» **INSTRUCTIONS FOR THE TASK**
Rewrite the material below, changing "mown lawn" to "trimmed grass" wherever it occurs and keeping everything else identical. Omit the pictures from your version.

======== MATERIAL TO PROCESS

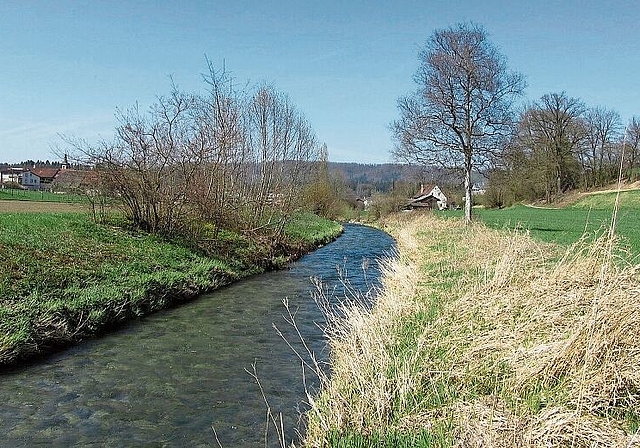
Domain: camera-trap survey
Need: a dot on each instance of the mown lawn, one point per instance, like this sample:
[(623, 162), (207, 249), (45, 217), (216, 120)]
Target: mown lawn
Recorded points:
[(43, 196), (591, 215), (63, 277)]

================

» **RESULT BELOW**
Domain: camera-trap survey
Need: a dot on each instance of the trimmed grass, one point per instance, like this sample:
[(623, 162), (207, 249), (45, 217), (216, 120)]
Target: trimmed grass
Recorded points:
[(43, 196), (591, 215), (63, 277)]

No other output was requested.